Work to complete =>
Please update the lines from the one containing "Indicate a point on each instance of the sky" through the one containing "[(71, 102)]", inclusive, by replacing "sky" with "clouds" and leaving everything else unchanged. Return only those lines.

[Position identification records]

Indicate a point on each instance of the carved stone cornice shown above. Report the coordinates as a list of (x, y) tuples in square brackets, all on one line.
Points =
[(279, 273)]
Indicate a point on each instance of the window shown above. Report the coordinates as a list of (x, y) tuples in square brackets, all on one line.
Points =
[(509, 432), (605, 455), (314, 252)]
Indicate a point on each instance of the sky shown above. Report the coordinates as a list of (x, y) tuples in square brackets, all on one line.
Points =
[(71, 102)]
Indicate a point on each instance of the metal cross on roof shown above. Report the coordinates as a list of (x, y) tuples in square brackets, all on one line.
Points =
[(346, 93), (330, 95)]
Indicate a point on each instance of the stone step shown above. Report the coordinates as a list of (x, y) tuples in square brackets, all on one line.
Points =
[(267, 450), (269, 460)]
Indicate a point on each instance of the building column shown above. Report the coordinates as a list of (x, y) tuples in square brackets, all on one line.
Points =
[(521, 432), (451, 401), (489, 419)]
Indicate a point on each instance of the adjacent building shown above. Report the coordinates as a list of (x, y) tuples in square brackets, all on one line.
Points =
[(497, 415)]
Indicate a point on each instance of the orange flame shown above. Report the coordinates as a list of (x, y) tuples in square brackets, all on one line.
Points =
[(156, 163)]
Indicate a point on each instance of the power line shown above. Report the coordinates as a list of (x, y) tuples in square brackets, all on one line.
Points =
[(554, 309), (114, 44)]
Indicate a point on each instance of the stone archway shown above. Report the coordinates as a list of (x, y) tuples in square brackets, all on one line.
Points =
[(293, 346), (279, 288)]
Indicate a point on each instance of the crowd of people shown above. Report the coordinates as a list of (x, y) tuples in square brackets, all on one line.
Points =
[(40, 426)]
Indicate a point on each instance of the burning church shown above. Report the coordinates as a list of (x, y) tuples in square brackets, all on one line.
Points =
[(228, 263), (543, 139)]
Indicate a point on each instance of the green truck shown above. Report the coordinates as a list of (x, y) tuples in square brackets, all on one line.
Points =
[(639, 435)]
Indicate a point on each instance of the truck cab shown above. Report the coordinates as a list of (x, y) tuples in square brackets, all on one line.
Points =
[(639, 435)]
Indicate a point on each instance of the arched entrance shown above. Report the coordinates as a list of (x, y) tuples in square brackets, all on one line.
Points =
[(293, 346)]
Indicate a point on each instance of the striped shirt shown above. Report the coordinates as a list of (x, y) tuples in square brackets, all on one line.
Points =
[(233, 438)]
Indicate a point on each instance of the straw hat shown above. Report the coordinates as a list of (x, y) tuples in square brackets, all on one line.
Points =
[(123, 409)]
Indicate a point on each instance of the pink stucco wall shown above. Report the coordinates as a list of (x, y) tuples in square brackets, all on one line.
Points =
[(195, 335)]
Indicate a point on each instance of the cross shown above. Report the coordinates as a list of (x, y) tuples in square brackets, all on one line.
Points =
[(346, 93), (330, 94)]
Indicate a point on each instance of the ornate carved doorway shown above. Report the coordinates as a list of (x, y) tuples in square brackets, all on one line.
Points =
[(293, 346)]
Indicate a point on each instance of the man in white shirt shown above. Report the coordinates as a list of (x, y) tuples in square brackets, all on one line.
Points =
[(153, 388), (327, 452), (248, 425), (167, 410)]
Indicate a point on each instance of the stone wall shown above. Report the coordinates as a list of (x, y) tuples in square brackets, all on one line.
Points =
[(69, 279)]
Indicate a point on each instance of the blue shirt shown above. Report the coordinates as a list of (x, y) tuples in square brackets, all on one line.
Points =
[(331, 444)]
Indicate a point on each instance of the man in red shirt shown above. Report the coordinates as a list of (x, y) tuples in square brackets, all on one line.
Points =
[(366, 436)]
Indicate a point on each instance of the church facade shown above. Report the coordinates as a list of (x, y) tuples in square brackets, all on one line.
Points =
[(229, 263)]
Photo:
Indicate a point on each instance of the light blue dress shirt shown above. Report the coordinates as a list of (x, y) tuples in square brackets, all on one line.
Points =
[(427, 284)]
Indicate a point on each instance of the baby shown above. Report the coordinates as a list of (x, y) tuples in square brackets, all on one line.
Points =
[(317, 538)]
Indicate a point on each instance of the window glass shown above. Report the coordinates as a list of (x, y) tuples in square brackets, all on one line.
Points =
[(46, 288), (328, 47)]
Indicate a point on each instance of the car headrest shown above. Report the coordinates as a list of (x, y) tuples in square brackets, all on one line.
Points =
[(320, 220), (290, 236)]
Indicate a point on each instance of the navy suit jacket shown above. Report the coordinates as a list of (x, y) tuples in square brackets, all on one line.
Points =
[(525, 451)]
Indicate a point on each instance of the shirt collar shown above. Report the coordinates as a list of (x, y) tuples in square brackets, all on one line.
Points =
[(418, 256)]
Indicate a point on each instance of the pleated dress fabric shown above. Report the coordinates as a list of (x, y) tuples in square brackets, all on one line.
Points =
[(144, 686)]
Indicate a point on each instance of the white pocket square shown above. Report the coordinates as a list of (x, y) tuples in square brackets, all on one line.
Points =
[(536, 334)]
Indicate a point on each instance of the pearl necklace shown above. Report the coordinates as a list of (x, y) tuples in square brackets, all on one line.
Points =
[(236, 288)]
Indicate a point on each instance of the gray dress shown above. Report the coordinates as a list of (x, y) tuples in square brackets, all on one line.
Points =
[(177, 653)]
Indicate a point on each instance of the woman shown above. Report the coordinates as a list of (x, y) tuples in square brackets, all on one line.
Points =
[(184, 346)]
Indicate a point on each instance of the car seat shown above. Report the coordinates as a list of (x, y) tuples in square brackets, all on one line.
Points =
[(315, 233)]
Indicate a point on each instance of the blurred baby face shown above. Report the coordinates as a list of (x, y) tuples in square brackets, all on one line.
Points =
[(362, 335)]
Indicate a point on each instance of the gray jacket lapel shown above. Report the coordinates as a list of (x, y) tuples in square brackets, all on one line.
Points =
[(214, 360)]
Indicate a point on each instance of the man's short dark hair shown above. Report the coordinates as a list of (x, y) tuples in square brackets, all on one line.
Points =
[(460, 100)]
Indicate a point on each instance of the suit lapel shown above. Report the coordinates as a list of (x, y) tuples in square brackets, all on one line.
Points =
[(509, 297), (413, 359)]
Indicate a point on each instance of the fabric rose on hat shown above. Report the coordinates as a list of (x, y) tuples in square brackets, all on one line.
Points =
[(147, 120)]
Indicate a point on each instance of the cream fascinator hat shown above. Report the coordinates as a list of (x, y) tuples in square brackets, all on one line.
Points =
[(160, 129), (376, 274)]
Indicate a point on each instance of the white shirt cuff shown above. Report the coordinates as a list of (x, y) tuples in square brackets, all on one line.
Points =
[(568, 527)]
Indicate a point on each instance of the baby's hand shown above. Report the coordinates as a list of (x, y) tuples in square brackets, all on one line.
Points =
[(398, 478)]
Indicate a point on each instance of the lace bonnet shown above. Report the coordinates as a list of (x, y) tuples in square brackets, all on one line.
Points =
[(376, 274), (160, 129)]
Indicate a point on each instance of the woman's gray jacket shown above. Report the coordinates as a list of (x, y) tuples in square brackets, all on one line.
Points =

Solution to the problem =>
Indicate a point on each instance of the clouds shown above. Report the coordinates as a list of (x, y) tuples in square brackets, all on one line.
Points =
[(71, 102)]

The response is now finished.